● **THINGS TO DO**
A. In the Kilo setup page, why should baseURL point only at Codex Pooler's /v1 base URL and not at a full /v1/chat/completions endpoint? Answer in one to three sentences.
B. Write the next part of the Kilo setup page, starting after its final sentence.
*** DOCUMENT EXCERPT Section Begins ***
Skip to content

Kilo

Kilo Code should use a named OpenAI-compatible provider that points at Codex Pooler’s /v1 base URL. Kilo appends /chat/completions itself, so do not set baseURL to a full /v1/chat/completions endpoint.

Use the current npm package:

Terminal window
npm install -g @kilocode/cli@latest

For one-off use without a global install, run npx -y @kilocode/cli@latest.

For a deployed instance, add ~/.config/kilo/kilo.jsonc:

{
"$schema": "https://app.kilo.ai/config.json",
"model": "codex-pooler/gpt-5.5",
"enabled_providers": ["codex-pooler"],
"provider": {
"codex-pooler": {
"options": {
"apiKey": "{env:CODEX_POOLER_API_KEY}",
"baseURL": "https://codex-pooler.example.com/v1"
},
"models": {
"gpt-5.5": {
"name": "GPT-5.5 via Codex Pooler",
"tool_call": true,
"reasoning": true,
"temperature": false,
"attachment": true,
"modalities": {
"input": ["text", "image"],
"output": ["text"]
},
"limit": {
"context": 272000,
"input": 228000,
"output": 64000
}
}
}
}
},
"compaction": {
"threshold_percent": 75
}
}

For local setup, change baseURL to http://localhost:4000/v1.

{env:CODEX_POOLER_API_KEY} keeps the Pool API key outside the config file. Define only model ids your assigned Pool can serve. If you add Kilo permissions, use the object form such as "permission": {"bash": "allow"}; do not set "permission": "ask", which is not a valid Kilo config shape.
*** DOCUMENT EXCERPT Section Ends ***
*** EXTRACTED RECORDS Section Begins ***
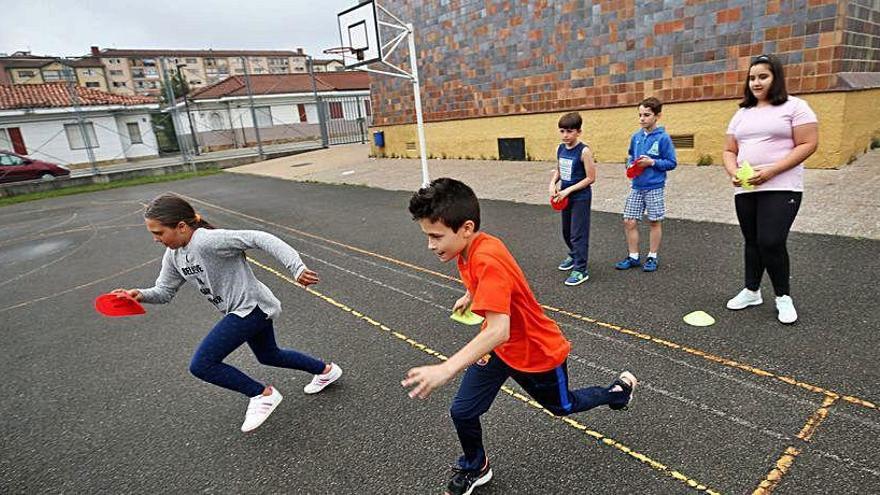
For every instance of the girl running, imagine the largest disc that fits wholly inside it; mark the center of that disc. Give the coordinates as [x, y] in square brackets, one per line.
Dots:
[214, 260]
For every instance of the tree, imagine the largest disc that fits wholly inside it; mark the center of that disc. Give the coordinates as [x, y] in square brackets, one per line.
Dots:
[179, 87]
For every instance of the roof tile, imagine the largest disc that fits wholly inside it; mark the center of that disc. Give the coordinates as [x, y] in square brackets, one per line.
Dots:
[53, 95]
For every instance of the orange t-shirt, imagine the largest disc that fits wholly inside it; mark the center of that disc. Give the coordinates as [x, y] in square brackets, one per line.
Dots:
[497, 284]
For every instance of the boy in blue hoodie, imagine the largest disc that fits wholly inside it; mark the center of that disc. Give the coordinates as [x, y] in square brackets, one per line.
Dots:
[651, 155]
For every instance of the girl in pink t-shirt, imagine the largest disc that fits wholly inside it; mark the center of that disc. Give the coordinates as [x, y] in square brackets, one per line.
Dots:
[775, 133]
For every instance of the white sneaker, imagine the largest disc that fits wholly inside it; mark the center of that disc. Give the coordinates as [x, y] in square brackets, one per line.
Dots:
[745, 298]
[319, 382]
[785, 307]
[259, 409]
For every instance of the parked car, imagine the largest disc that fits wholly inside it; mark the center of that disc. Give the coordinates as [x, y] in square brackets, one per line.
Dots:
[15, 167]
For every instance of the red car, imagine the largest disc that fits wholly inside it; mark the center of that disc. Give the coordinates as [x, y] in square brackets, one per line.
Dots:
[15, 167]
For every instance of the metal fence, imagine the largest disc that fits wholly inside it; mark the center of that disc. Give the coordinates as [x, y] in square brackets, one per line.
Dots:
[263, 117]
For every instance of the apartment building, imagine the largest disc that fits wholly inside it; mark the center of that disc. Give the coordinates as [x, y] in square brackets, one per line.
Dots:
[139, 72]
[24, 68]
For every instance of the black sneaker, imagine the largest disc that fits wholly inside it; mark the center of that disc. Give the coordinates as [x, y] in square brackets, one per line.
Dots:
[463, 482]
[627, 382]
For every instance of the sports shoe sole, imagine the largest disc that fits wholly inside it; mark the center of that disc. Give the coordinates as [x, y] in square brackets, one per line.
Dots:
[252, 428]
[579, 282]
[480, 482]
[746, 305]
[632, 394]
[325, 385]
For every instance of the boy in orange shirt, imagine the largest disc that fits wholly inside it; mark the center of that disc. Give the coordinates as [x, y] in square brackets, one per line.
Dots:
[516, 340]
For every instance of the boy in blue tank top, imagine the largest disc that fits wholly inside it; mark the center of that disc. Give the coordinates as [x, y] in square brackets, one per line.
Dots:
[575, 173]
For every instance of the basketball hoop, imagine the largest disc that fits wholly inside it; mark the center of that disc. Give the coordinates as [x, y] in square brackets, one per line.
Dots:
[346, 50]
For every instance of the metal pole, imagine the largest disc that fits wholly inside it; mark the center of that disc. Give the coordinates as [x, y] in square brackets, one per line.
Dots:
[192, 128]
[175, 118]
[322, 122]
[361, 128]
[247, 82]
[74, 98]
[417, 94]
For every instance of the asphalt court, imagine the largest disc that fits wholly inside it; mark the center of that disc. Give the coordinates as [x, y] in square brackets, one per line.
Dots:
[108, 405]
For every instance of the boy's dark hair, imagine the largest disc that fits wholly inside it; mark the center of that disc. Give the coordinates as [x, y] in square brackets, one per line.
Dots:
[571, 120]
[654, 104]
[447, 200]
[776, 95]
[169, 210]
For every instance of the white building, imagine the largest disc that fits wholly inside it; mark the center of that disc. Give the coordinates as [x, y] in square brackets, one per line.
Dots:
[284, 106]
[58, 123]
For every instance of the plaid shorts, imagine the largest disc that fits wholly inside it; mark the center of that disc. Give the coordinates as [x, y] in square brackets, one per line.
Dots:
[651, 200]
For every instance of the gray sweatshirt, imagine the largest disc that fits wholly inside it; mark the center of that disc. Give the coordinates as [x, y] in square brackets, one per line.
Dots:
[214, 260]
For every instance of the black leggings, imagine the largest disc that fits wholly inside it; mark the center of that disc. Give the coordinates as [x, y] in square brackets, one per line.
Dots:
[765, 219]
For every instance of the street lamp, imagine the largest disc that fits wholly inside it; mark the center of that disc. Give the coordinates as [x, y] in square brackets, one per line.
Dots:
[192, 129]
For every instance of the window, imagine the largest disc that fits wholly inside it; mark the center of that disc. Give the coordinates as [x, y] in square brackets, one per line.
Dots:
[12, 140]
[10, 160]
[336, 110]
[57, 75]
[134, 133]
[264, 116]
[215, 121]
[5, 142]
[75, 137]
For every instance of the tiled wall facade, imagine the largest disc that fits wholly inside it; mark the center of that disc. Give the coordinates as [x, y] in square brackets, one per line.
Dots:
[861, 37]
[493, 58]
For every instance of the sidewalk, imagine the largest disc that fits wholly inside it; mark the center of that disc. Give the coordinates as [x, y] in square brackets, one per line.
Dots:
[839, 202]
[166, 161]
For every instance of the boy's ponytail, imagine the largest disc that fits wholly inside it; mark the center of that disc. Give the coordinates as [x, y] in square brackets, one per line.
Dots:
[170, 210]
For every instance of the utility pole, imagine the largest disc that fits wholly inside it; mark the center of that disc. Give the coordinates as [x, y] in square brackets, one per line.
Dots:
[192, 128]
[175, 118]
[247, 82]
[74, 98]
[322, 122]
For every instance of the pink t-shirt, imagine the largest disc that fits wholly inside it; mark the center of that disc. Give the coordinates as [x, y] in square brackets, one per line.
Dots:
[764, 136]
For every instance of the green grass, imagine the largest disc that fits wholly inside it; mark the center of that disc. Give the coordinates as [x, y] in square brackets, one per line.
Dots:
[137, 181]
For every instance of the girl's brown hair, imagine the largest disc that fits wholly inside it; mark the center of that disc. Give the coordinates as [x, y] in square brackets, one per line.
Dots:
[169, 210]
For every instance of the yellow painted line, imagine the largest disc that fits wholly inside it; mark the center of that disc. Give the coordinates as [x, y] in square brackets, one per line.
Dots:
[610, 442]
[774, 477]
[817, 418]
[783, 465]
[644, 336]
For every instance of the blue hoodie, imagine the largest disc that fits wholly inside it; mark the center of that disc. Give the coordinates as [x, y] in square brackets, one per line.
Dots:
[658, 145]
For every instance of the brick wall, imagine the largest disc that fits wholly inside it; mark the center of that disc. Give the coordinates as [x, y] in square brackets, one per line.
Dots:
[493, 58]
[861, 37]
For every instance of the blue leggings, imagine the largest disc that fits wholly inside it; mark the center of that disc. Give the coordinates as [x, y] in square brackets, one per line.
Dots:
[228, 335]
[481, 384]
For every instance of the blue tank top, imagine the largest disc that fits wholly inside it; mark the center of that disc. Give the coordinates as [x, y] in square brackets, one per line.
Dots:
[572, 169]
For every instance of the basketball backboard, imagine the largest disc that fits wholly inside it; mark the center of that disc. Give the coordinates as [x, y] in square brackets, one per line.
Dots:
[359, 30]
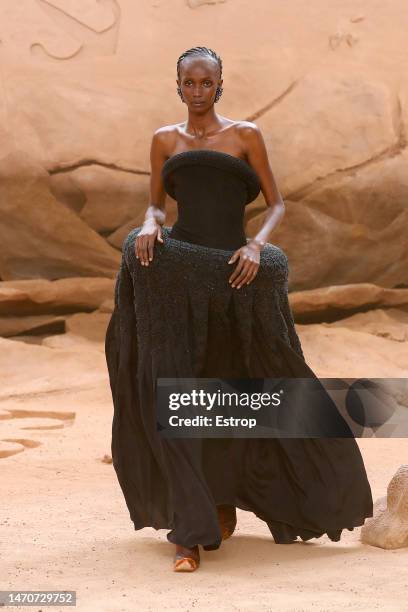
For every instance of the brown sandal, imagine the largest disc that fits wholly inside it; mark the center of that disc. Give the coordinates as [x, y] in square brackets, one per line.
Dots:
[227, 516]
[184, 562]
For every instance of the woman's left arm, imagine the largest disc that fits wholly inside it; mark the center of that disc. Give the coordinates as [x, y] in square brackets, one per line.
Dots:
[249, 255]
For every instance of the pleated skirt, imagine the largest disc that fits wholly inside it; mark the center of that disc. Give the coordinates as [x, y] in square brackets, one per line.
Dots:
[179, 317]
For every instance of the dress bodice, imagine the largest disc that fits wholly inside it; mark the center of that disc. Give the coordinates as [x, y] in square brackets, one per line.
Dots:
[212, 189]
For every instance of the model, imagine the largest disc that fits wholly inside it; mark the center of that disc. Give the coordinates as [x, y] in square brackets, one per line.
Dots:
[201, 300]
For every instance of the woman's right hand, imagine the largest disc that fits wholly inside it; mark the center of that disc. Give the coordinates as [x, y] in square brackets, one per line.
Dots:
[144, 242]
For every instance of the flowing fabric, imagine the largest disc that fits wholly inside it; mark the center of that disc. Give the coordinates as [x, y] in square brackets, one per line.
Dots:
[179, 317]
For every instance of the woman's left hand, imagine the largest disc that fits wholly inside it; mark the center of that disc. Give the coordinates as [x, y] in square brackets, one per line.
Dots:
[247, 268]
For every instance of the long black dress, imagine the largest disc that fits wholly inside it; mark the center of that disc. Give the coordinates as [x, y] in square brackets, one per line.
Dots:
[179, 317]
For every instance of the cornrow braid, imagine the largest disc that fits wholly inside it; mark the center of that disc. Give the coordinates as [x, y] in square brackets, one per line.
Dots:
[203, 51]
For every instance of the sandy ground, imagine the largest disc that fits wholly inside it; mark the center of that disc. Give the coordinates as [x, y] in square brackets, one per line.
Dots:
[65, 524]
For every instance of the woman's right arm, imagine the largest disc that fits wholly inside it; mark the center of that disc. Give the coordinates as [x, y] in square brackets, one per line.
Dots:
[155, 213]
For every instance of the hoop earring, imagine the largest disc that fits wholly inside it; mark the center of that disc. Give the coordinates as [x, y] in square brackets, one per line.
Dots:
[218, 94]
[180, 94]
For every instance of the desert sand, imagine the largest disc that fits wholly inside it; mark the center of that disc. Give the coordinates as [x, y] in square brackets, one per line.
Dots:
[65, 524]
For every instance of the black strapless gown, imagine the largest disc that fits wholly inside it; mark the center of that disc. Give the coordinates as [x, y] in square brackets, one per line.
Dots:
[179, 317]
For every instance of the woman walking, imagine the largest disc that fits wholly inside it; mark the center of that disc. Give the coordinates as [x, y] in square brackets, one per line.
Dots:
[201, 300]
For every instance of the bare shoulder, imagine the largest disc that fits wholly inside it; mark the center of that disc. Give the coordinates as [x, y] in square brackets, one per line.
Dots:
[251, 139]
[165, 137]
[248, 130]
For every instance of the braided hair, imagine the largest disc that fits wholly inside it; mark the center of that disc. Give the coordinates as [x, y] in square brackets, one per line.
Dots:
[200, 51]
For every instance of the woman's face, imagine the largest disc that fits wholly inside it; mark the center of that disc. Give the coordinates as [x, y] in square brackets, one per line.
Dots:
[199, 79]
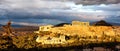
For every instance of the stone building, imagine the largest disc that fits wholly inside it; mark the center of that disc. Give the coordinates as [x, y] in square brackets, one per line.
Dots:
[80, 23]
[44, 28]
[51, 40]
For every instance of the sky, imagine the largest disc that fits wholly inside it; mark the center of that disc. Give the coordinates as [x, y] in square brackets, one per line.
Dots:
[42, 12]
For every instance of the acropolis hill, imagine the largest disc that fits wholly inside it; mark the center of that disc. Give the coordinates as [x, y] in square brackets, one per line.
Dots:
[77, 31]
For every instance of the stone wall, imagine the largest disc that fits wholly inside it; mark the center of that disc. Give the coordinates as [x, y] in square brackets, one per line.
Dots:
[80, 23]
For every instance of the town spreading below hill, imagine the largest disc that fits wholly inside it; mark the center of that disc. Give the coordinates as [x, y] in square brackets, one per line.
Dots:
[77, 34]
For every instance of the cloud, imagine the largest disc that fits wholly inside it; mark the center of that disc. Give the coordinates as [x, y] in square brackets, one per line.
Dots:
[90, 2]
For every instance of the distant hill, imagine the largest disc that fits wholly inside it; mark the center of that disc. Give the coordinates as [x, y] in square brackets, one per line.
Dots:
[101, 23]
[61, 24]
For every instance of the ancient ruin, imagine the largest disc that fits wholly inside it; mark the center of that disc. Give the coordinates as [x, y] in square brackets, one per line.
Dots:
[62, 35]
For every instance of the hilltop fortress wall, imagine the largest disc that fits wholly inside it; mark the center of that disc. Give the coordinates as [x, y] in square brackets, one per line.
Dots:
[81, 29]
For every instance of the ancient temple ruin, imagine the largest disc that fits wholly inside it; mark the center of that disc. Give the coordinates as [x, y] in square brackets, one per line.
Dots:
[61, 35]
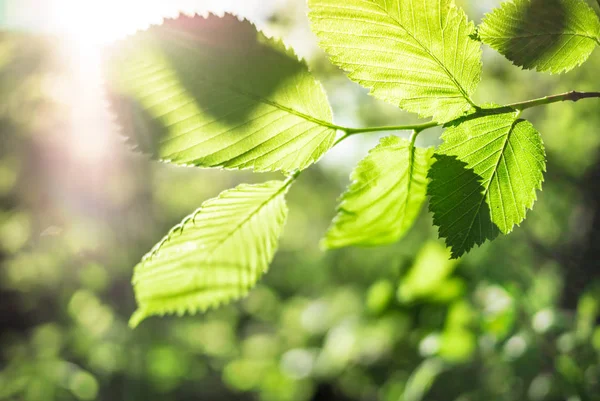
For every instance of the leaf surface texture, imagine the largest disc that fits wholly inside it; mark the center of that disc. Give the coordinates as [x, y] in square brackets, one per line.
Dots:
[215, 92]
[215, 255]
[484, 178]
[416, 54]
[386, 194]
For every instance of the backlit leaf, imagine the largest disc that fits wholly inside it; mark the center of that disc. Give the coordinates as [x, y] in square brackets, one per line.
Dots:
[215, 92]
[387, 191]
[484, 179]
[416, 54]
[215, 255]
[548, 35]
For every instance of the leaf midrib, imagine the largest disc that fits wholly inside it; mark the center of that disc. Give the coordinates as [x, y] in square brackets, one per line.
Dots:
[254, 96]
[448, 73]
[219, 243]
[489, 183]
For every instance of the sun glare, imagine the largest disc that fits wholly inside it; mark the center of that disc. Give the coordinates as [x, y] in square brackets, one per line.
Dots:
[93, 23]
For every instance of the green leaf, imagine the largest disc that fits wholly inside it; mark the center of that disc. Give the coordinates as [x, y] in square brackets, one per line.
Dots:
[215, 92]
[484, 178]
[548, 35]
[215, 255]
[416, 54]
[387, 191]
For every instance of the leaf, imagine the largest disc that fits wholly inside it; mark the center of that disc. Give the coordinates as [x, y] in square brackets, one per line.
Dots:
[416, 54]
[215, 92]
[548, 35]
[484, 178]
[215, 255]
[386, 194]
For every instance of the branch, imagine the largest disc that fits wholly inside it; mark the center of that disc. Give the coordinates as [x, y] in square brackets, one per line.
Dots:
[563, 97]
[572, 96]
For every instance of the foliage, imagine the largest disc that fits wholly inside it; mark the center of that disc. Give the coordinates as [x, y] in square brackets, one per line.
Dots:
[518, 317]
[385, 197]
[214, 255]
[548, 35]
[180, 85]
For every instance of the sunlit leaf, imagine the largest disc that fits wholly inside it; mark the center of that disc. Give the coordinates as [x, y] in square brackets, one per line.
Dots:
[215, 92]
[387, 191]
[215, 255]
[415, 54]
[484, 179]
[548, 35]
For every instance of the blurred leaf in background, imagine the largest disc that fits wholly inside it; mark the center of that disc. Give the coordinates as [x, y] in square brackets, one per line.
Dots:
[516, 319]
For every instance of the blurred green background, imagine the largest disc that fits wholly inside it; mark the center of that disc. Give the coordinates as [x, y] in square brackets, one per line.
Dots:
[516, 319]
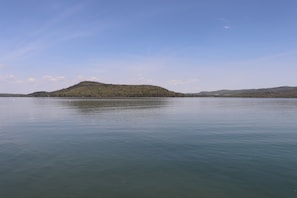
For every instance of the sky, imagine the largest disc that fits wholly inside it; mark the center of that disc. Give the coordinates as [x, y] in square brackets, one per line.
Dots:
[183, 45]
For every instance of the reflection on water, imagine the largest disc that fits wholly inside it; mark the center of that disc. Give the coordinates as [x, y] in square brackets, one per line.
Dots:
[96, 105]
[148, 147]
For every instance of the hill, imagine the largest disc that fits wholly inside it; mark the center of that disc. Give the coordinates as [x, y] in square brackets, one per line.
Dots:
[277, 92]
[96, 89]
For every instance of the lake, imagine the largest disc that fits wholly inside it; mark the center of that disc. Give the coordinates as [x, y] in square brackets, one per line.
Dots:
[148, 147]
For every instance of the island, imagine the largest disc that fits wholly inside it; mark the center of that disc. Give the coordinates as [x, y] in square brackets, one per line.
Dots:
[102, 90]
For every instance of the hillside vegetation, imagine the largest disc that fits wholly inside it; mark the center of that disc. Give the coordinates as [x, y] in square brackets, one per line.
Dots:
[95, 89]
[277, 92]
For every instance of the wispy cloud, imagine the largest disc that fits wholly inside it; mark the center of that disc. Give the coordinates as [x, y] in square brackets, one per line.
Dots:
[7, 77]
[227, 27]
[52, 32]
[53, 78]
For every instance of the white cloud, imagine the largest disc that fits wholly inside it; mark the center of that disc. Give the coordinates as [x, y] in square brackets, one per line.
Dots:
[53, 78]
[31, 80]
[7, 77]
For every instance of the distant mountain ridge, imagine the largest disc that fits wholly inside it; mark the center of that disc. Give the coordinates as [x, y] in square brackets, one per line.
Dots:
[102, 90]
[276, 92]
[97, 89]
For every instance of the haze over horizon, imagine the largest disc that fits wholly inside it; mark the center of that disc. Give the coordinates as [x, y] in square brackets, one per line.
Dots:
[184, 46]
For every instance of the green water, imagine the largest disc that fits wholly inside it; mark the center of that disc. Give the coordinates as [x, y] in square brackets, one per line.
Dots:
[151, 147]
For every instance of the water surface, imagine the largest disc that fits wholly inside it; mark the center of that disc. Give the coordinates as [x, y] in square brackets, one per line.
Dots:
[149, 147]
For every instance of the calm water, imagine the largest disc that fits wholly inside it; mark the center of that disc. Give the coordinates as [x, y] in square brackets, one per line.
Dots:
[165, 147]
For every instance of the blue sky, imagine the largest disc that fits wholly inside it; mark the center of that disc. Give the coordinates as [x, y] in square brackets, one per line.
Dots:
[184, 45]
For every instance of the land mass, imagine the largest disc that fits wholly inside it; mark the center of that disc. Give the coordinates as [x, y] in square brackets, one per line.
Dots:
[276, 92]
[100, 90]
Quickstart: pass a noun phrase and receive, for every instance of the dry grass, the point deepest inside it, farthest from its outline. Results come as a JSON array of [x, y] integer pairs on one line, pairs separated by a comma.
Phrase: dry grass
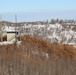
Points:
[[29, 58]]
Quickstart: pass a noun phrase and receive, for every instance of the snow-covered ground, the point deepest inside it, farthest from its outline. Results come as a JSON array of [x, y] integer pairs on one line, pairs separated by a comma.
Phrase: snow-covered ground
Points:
[[51, 32]]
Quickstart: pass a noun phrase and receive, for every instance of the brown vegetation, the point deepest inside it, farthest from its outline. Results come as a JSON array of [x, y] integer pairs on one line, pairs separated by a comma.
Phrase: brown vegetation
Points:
[[37, 57]]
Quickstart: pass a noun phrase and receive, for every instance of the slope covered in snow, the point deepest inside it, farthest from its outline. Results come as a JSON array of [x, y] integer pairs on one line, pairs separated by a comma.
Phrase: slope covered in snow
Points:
[[51, 32]]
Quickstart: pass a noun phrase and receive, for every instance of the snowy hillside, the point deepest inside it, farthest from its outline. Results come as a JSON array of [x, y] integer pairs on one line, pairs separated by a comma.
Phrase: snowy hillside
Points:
[[51, 32]]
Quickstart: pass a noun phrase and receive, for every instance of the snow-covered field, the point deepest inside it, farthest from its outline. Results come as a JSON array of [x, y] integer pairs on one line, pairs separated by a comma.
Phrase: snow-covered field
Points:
[[51, 32]]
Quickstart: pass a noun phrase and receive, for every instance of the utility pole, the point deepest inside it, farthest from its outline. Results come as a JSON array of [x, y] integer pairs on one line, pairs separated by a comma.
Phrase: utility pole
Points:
[[15, 28], [1, 28]]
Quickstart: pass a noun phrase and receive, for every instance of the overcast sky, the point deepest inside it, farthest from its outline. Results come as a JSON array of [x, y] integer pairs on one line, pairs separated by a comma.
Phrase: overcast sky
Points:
[[32, 10]]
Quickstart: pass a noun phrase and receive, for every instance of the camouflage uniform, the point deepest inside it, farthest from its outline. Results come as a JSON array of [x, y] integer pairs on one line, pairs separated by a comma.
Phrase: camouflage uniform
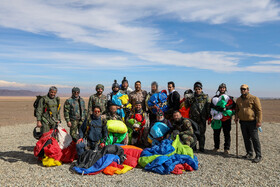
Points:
[[142, 133], [199, 112], [185, 131], [138, 96], [48, 112], [74, 112], [98, 101], [109, 116]]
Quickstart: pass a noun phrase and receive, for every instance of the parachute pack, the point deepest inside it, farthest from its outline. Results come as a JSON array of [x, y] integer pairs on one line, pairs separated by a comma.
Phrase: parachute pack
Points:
[[36, 103]]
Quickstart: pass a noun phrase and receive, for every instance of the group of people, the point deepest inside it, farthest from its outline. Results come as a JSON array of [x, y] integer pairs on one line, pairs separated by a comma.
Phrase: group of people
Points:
[[140, 111]]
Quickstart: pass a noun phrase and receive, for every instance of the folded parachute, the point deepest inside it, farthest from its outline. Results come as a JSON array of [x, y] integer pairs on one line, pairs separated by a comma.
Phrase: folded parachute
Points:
[[55, 147], [112, 159], [159, 100], [168, 157]]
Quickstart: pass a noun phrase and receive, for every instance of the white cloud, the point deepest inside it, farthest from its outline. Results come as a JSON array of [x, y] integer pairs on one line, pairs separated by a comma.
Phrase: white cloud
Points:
[[8, 84], [117, 25]]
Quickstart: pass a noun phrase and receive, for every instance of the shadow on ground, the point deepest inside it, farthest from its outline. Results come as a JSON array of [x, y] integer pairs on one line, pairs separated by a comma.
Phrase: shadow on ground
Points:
[[26, 148], [16, 156]]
*** EXTRACTED RECORDS Section Ends ***
● **EXPECTED RESULTS**
A. Kilo appends /chat/completions to the base URL itself. That is why the setting should be Codex Pooler's /v1 base URL, not a full /v1/chat/completions endpoint.

B.
Kilo uses OpenCode-style limit.{context,input,output} fields but includes reasoning tokens in overflow accounting and supports compaction.threshold_percent for preflight compaction. limit.input: 228000 leaves 208k usable input tokens after the default 20k reserve; the optional 75% threshold asks Kilo to compact even earlier.

For GPT-5 OpenAI-compatible models, Kilo suppresses the outgoing max-token request field to avoid incompatible max_tokens, so limit.output is still important for local context math and UI even when it is not forwarded.

Kilo is a chat-completions client. It sends model requests to POST /v1/chat/completions, and Codex Pooler translates supported chat-completions requests into Codex Responses work internally. Do not point Kilo at /backend-api/codex, /v1/responses, or /v1/chat/completions as the configured base URL.

Run a tool-using prompt from an isolated directory:

Terminal window
mkdir -p /tmp/codex-pooler-kilo-check
cd /tmp/codex-pooler-kilo-check
export CODEX_POOLER_API_KEY=<pool-api-key>
kilo run \
--model codex-pooler/gpt-5.5 \
--pure \
--auto \
--format json \
--dir "$PWD" \
'Use your tools to create kilo-ok.txt containing exactly: kilo ok. After the file exists, reply with exactly: kilo ok'

--pure keeps external plugins out of the check. --auto is only for trusted isolated automation, because it lets Kilo approve tool permissions automatically.

Kilo model requests use Codex Pooler’s narrow OpenAI-compatible /v1 support for selected SDK routes. Codex Pooler doesn’t provide full OpenAI API parity.

Codex Pooler model use does not require MCP. If you need operator metadata from /mcp, use a separate MCP-capable host and authenticate it with an operator-owned MCP token, not the Pool API key.